● TASK TO COMPLETE:
Transcribe only part of the material below: the lines from the one containing "Each instance receives one keypoint. Annotate the dark shaded" through the one containing "Task: list a", inclusive, exactly as written.

● DATASET RECORDS:
┄┄┄┄┄┄
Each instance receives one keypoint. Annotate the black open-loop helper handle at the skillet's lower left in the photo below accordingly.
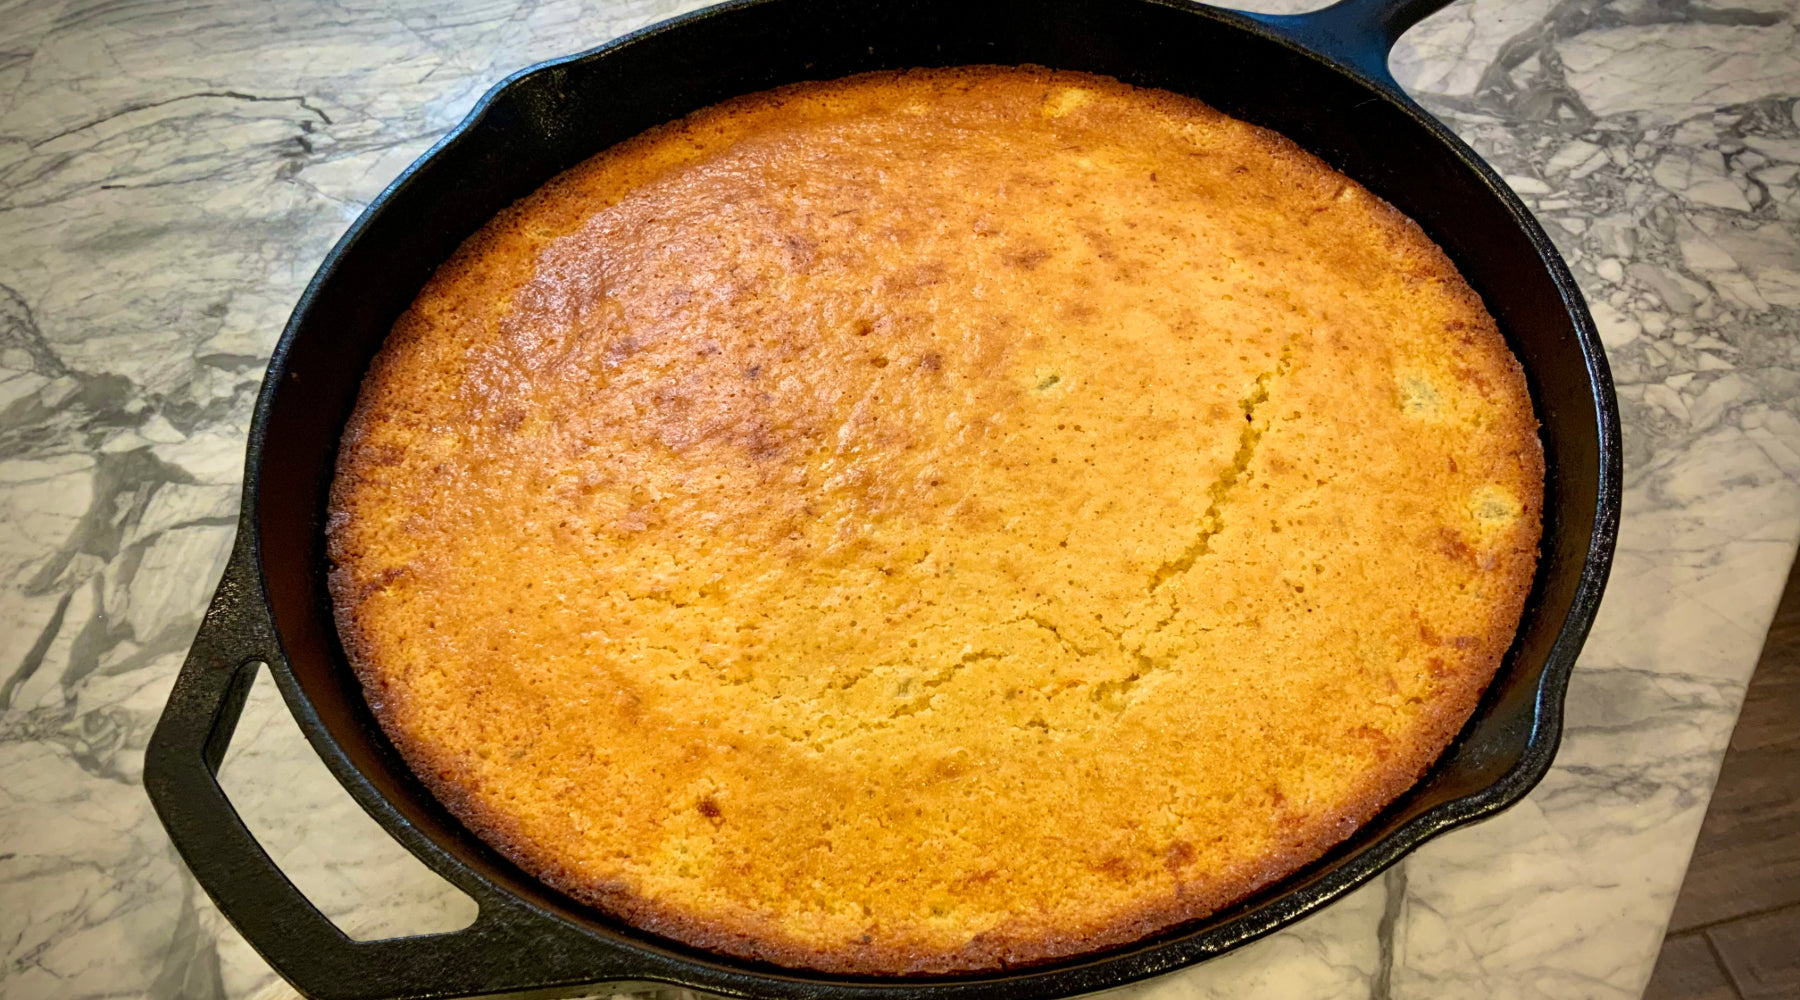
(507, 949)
┄┄┄┄┄┄
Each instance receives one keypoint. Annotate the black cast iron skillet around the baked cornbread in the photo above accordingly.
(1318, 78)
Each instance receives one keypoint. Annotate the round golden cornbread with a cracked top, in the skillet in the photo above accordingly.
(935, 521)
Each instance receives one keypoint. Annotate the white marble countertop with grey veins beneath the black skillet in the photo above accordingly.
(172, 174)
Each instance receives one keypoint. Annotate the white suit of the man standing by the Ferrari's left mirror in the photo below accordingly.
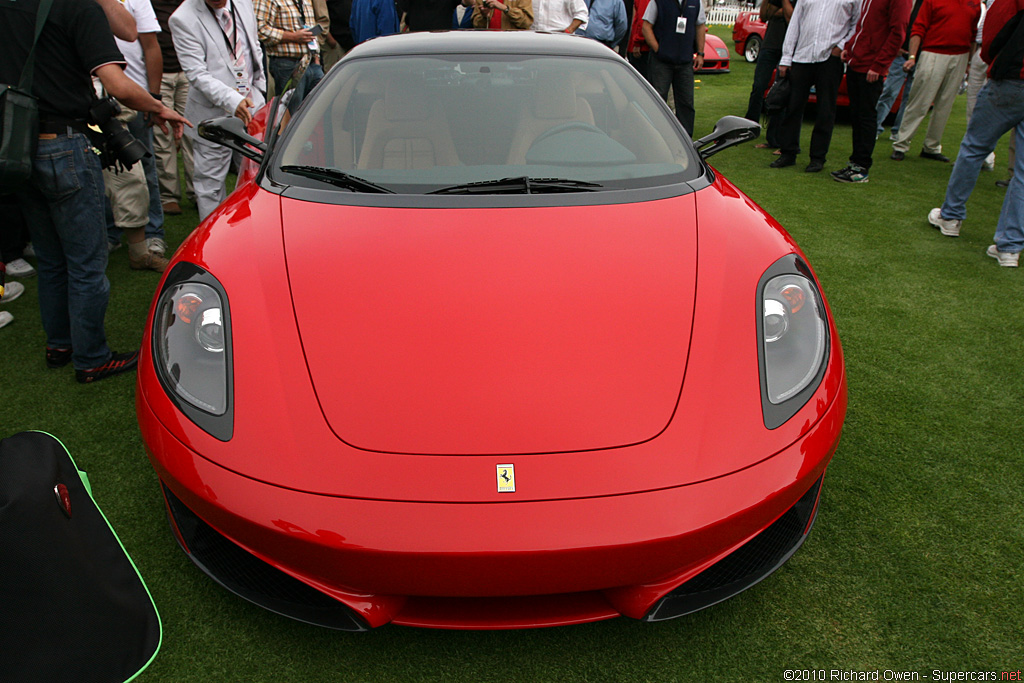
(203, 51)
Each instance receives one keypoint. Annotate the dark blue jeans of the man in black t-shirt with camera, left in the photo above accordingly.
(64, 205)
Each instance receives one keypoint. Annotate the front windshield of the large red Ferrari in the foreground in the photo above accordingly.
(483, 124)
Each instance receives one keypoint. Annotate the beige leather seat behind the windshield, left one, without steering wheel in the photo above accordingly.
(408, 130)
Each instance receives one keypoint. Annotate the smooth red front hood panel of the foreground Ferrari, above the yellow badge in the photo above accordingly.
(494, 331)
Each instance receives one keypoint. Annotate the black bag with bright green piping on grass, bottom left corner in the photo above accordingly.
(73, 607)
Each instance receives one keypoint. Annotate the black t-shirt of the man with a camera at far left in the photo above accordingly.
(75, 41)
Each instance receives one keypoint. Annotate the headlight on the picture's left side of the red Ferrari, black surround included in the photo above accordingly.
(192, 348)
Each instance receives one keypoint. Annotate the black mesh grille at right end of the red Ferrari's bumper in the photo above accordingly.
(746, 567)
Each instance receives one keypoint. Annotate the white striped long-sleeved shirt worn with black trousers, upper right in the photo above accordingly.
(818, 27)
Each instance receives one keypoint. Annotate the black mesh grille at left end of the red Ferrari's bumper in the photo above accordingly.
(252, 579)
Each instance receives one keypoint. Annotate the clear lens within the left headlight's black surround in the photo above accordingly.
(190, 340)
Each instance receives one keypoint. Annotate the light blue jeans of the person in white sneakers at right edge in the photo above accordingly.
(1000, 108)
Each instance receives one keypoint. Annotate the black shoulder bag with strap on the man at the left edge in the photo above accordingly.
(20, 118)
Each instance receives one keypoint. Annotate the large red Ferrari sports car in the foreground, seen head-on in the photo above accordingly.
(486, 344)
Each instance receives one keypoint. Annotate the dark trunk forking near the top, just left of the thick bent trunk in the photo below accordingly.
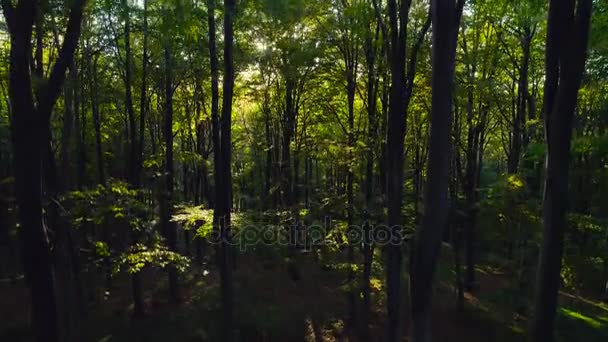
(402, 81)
┄┄┄┄┄┄
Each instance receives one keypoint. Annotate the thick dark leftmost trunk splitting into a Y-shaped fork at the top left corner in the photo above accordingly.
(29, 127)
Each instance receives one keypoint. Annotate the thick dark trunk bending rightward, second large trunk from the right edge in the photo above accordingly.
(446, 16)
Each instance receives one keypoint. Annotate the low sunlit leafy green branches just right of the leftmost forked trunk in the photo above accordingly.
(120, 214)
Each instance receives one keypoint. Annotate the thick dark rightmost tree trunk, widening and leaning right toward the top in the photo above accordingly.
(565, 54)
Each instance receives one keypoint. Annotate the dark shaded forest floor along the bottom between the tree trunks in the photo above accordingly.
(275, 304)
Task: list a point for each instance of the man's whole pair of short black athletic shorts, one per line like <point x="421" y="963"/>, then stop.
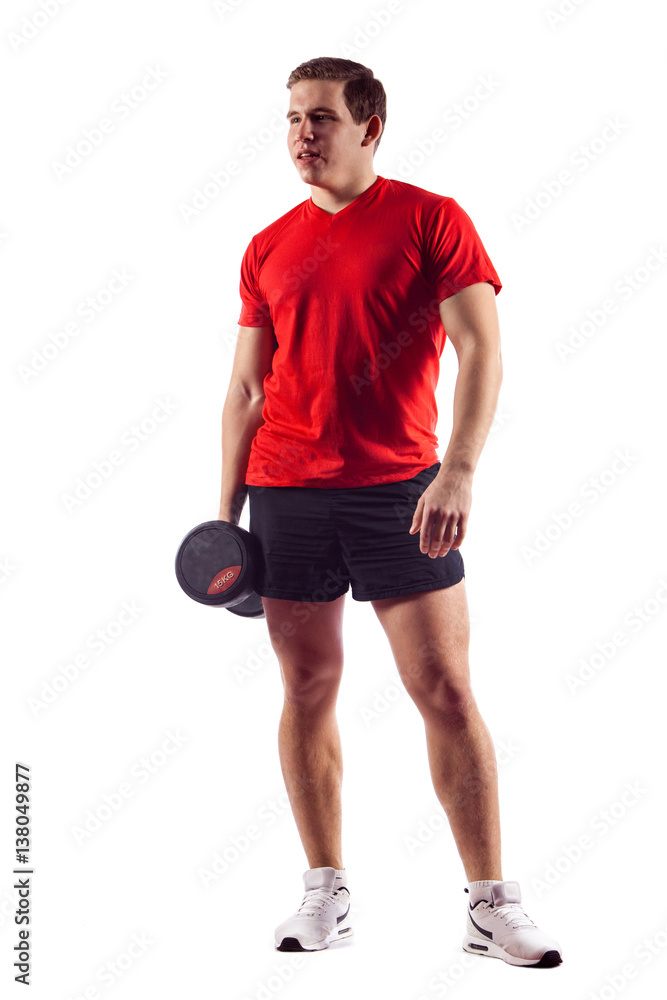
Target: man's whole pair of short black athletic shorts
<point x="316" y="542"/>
┄┄┄┄┄┄
● RESULT FOR THIS TASK:
Each instance receives one keypoint. Annotate the dark shaded forest floor along the bottom between the tree trunks in the photo above accordingly.
(275, 304)
Task: list a point for each instance of the man's whole pair of short black athletic shorts, one per line like <point x="421" y="963"/>, then stop.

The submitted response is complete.